Exercise instructions |
Pick out each line of the listing below that contains the string "sign" and copy it.

A run of records:
┌────────
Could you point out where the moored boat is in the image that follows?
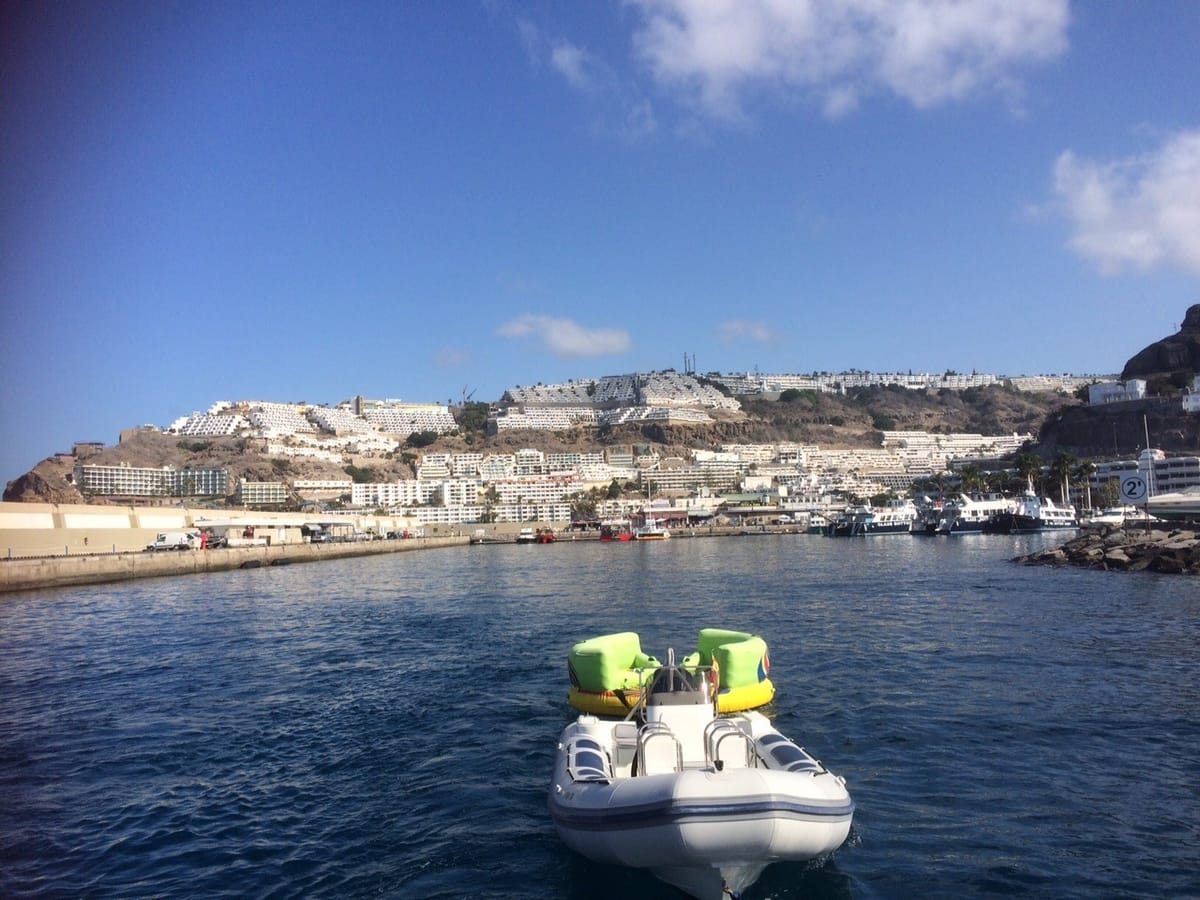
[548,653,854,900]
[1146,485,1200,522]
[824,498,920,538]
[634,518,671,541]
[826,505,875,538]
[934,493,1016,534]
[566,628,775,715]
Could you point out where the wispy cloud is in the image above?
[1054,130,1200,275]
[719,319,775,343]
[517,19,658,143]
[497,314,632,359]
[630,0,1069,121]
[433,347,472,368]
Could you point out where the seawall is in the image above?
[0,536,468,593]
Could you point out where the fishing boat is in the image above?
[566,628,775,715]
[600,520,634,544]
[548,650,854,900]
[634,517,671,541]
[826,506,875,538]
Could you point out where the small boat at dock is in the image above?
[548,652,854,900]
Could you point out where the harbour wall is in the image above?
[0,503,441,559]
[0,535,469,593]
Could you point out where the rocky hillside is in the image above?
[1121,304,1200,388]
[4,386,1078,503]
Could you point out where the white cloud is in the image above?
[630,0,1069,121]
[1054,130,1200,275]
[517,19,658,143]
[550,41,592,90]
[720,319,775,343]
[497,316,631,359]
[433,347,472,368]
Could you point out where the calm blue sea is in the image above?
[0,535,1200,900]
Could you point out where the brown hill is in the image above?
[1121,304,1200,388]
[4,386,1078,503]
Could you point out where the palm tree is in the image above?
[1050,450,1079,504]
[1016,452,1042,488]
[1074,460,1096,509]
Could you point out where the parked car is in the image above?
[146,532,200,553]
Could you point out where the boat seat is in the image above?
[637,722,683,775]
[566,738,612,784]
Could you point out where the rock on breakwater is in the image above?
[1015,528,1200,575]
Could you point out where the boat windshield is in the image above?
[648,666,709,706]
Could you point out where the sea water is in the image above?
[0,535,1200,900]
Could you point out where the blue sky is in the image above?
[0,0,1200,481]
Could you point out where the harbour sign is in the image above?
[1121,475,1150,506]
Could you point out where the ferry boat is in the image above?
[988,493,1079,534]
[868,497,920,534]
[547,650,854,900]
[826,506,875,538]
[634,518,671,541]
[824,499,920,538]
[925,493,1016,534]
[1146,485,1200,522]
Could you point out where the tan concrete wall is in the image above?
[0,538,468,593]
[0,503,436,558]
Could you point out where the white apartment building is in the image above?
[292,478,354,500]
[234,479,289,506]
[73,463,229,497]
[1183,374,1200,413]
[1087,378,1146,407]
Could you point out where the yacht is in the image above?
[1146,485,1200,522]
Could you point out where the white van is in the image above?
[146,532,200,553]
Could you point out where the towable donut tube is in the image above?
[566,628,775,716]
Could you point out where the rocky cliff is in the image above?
└────────
┌────────
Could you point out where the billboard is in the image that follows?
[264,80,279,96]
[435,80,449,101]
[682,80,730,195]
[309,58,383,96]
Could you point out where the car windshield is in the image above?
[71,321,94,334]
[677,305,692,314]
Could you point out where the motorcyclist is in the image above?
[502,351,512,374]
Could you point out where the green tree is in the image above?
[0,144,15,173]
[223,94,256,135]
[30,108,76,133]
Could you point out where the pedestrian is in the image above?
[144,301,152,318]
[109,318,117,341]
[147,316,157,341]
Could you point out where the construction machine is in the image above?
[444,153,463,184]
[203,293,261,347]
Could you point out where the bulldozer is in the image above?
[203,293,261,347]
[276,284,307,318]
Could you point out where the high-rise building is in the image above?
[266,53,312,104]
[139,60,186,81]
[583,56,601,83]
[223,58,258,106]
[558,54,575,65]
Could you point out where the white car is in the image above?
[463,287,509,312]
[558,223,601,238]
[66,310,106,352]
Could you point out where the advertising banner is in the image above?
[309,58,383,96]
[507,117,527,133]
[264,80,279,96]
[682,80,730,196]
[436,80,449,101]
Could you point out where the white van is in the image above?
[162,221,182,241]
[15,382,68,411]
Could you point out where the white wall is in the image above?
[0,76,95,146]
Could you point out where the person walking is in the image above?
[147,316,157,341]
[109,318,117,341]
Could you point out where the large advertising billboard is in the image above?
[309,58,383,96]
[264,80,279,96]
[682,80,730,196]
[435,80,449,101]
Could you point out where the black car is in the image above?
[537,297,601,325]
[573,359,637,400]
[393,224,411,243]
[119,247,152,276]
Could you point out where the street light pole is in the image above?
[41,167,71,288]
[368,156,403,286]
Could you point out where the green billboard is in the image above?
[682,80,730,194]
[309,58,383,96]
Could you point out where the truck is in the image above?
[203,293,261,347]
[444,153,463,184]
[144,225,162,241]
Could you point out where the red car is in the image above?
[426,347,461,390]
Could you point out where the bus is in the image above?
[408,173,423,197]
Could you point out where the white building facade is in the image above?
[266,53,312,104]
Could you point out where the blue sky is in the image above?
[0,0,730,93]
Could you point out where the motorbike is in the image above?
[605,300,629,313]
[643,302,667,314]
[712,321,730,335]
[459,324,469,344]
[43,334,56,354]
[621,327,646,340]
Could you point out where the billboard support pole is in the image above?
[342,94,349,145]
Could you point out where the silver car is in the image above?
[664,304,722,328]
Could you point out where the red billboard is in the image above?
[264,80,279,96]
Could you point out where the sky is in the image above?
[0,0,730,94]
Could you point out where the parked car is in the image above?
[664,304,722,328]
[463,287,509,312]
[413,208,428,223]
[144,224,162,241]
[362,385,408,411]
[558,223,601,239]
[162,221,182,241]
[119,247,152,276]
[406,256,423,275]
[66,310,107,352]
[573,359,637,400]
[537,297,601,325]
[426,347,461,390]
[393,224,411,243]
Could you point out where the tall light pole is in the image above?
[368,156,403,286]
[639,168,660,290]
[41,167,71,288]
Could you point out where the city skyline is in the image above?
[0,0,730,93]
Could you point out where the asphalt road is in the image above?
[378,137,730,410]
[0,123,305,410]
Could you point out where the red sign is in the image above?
└────────
In response |
Could you point out where the harbour sign is in the image above?
Could you point out where the red sign is in the image above?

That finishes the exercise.